-- TEXT EXCERPT --
┌────────

If I understand well, an opamp or transistor just makes the signal louder, right? (yes, simplistic I know, but you gotta start somewhere eh...)

The opamp is basically a very very powerful transistor? (staying with the uber basics there again).

Basically I understood that if you were to take the diodes off most boost or light OD circuits, you'd get rid of the clipping. But transistors and opamps contain a diode don't they? So technically there always is some clipping?

If you know any intuitive, rather simple websites, it'd help a lot thanks...

petemoore

If I understand well, an opamp or transistor just makes the signal louder, right? (yes, simplistic I know, but you gotta start somewhere eh...)
  They can be used to amplify voltage..
  A buffer stage can be used to provide altered impedance.
  The opamp is basically a very very powerful transistor? (staying with the uber basics there again).
  Looking into an opamps insides, the schematics show many transistors are used.
  Basically I understood that if you were to take the diodes off most boost or light OD circuits, you'd get rid of the clipping. But transistors and opamps contain a diode don't they? So technically there always is some clipping?
  It depends on if they're clipping...EZ short expl. when conditions are present which cause clipping, they clip, they can also be made to operate within their 'linear range', in which case lifting diodes would get rid of the clipping. Actually most 'boost' circuits don't use clipping diodes. many 9v Od's will still clip or distort a little even with diodes lifted.
  Transistors and opamps can be made to clip, simply make the output try to exceed the power supply voltage, they'll clip. Misbiasing can make clipping [or harder clipping] on one side of the waveform.             
Opamps are known for a harsher clipping when pushed to do so [see Black Cat OD], transistors can clip, and can have a 'smoother' edge to the signal wave, or not.
If
  you know any intuitive, rather simple websites, it'd help a lot thanks...
  Look in links, FAQ, GEO, AMZ, DIY FAQ, Runoff Groove, Fuzzcentral..too many to mention, I haven't searched lately but there are sites which 'dissect/inspect/explain' transistors and other components.

└────────

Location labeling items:

┌────────

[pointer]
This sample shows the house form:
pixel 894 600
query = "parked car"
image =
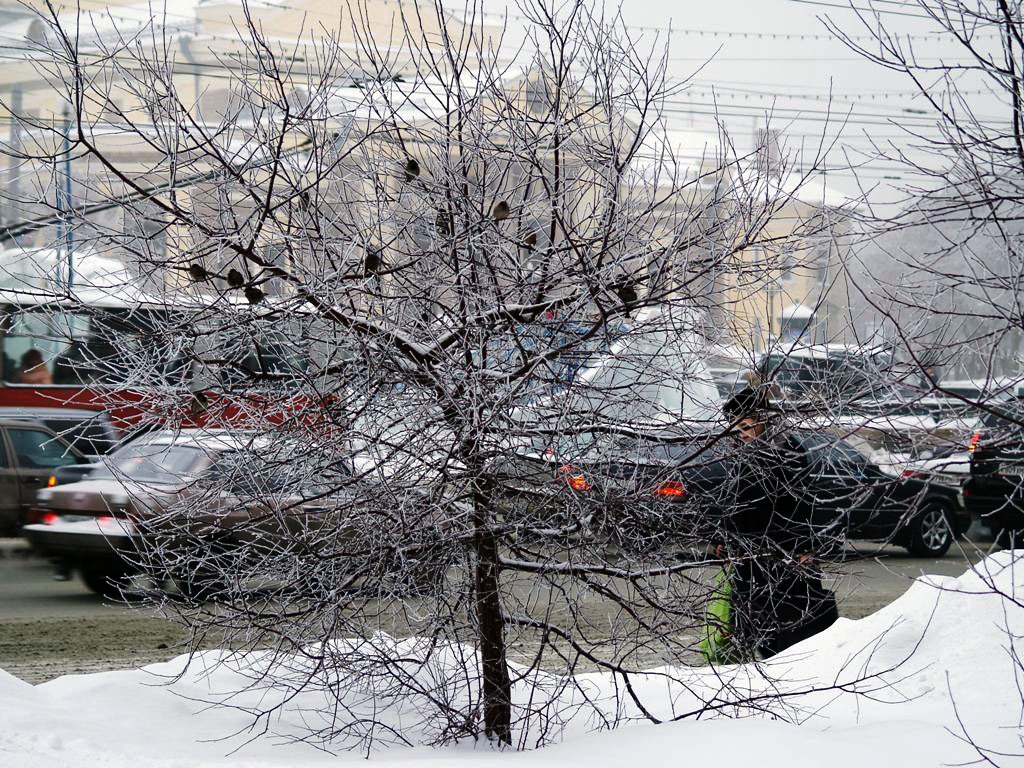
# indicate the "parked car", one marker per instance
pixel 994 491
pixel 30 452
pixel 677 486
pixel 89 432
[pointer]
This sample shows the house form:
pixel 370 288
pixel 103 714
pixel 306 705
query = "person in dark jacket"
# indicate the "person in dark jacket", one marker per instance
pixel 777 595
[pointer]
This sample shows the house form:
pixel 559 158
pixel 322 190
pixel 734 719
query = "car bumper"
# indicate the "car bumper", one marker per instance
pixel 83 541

└────────
┌────────

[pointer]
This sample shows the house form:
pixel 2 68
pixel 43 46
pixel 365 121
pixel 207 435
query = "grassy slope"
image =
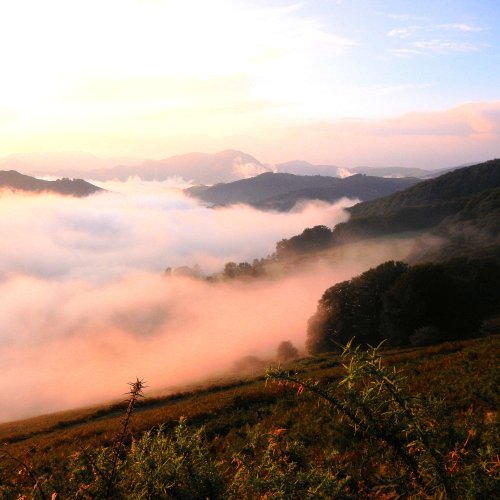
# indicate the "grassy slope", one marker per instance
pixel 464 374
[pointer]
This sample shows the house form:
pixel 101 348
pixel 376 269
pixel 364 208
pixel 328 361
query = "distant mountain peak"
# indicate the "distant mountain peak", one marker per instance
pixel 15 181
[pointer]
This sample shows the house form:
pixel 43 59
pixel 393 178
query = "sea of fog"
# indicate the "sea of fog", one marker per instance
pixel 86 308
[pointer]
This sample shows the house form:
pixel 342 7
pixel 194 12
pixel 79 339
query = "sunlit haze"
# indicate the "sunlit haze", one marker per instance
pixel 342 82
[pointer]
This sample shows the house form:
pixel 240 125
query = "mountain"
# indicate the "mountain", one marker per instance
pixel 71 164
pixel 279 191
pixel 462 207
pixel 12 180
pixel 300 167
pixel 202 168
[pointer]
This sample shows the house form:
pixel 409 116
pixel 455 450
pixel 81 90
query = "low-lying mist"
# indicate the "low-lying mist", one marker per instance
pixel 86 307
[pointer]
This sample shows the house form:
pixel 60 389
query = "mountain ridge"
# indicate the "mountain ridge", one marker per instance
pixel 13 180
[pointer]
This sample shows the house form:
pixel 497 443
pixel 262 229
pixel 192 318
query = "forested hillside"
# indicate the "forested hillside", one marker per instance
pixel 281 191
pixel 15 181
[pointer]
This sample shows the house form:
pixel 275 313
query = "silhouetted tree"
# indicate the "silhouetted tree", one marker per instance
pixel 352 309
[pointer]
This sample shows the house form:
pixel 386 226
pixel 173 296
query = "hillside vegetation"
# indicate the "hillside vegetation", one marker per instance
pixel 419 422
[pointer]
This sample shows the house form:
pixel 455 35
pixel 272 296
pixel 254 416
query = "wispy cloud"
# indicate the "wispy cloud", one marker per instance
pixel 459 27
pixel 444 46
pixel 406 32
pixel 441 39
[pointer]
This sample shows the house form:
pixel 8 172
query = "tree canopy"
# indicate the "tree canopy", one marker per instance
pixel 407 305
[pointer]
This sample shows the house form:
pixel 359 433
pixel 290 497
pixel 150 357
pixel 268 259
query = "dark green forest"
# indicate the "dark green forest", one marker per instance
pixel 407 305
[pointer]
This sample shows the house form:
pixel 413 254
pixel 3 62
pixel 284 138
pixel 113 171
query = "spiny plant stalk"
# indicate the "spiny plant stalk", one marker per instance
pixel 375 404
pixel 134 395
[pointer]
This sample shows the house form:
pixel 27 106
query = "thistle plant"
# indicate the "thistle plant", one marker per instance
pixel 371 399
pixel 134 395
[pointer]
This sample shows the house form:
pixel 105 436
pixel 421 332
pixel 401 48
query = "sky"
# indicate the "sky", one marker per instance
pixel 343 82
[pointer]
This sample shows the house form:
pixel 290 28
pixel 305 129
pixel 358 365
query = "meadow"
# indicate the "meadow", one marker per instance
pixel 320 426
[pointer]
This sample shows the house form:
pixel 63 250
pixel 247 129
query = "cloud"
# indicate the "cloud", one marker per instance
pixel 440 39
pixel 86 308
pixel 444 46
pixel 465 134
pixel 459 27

└────────
┌────────

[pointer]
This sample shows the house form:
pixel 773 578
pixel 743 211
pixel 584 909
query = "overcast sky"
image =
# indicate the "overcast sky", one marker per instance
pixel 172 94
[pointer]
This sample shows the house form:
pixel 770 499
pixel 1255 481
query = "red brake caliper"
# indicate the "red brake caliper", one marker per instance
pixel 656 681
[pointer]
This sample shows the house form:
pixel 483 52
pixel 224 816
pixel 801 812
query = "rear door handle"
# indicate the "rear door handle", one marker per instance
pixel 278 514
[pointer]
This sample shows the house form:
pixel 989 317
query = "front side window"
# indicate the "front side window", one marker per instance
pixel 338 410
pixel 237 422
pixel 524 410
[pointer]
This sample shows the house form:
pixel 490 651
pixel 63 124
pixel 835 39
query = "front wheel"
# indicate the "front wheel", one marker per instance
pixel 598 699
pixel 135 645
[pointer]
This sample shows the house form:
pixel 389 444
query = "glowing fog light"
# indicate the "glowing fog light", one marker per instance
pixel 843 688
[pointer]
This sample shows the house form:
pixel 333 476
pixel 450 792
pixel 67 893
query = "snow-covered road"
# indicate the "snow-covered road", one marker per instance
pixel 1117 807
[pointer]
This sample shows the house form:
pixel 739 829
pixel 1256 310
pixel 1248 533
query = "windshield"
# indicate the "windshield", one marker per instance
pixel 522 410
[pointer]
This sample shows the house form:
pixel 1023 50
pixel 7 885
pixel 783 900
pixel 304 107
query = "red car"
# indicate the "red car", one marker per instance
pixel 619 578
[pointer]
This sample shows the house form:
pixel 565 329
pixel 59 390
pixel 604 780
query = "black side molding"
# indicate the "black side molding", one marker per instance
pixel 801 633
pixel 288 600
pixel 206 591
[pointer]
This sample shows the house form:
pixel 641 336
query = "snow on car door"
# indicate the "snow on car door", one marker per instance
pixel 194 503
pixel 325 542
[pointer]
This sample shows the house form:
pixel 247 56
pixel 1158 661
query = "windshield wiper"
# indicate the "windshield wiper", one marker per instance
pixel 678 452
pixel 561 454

└────────

-- WHAT IS ASKED --
1 - Output the part of the opamp clipping thread starting with "A buffer stage" and going on through "with diodes lifted.".
2 - In the opamp clipping thread, what kind of clipping are opamps said to be known for when pushed?
3 - Write the next part of the opamp clipping thread, picking up after its final sentence.
These location labeling items are separate material from the opamp clipping thread.

-- ANSWER SET --
1 -
A buffer stage can be used to provide altered impedance.
  The opamp is basically a very very powerful transistor? (staying with the uber basics there again).
  Looking into an opamps insides, the schematics show many transistors are used.
  Basically I understood that if you were to take the diodes off most boost or light OD circuits, you'd get rid of the clipping. But transistors and opamps contain a diode don't they? So technically there always is some clipping?
  It depends on if they're clipping...EZ short expl. when conditions are present which cause clipping, they clip, they can also be made to operate within their 'linear range', in which case lifting diodes would get rid of the clipping. Actually most 'boost' circuits don't use clipping diodes. many 9v Od's will still clip or distort a little even with diodes lifted.

2 - A harsher clipping.

3 -
Convention creates following, following creates convention.

GibsonGM

Well, you're pretty right, Pott...for most of our uses, opamps and transistors are used as amplifiers.  They can also do other things, such as switching, filtering, comparing voltages, and so on, too.  Opamps are collections of multiple transistors and the parts that help them operate, all etched onto a very small chip.  Picture having 10+ transistors amplifying; that's what's in an IC opamp!  That's why it's "powerful".  And easy to use, too! :o)  Opamps are more voltage-based, and transistors are current devices...a difference that makes more useful sense as you get more into designing with them.

There will always be a little clipping with transistors or opamps, yes.  If you lower their required voltage and/or operate out of their linear range, each will distort - for example, feed a 1V input signal to a BJT circuit designed to operate at 100mV, and there you go!  A look at a characteristic curve for any device such as an opamp or transistor will show this effect.

  Even in their ideal operating range, there is SOME clipping that goes on, primarily in an uneven way that is frequency-based.  That's why there is a freq. specified on the data sheet.  Generally, with good design, that clipping/distortion is minimized and we can't even hear it...be we can see it with an oscilloscope! 

Any basic electronics site should help you to understand more...try Googling "Basic electronics tutorial", that helped me when I was new!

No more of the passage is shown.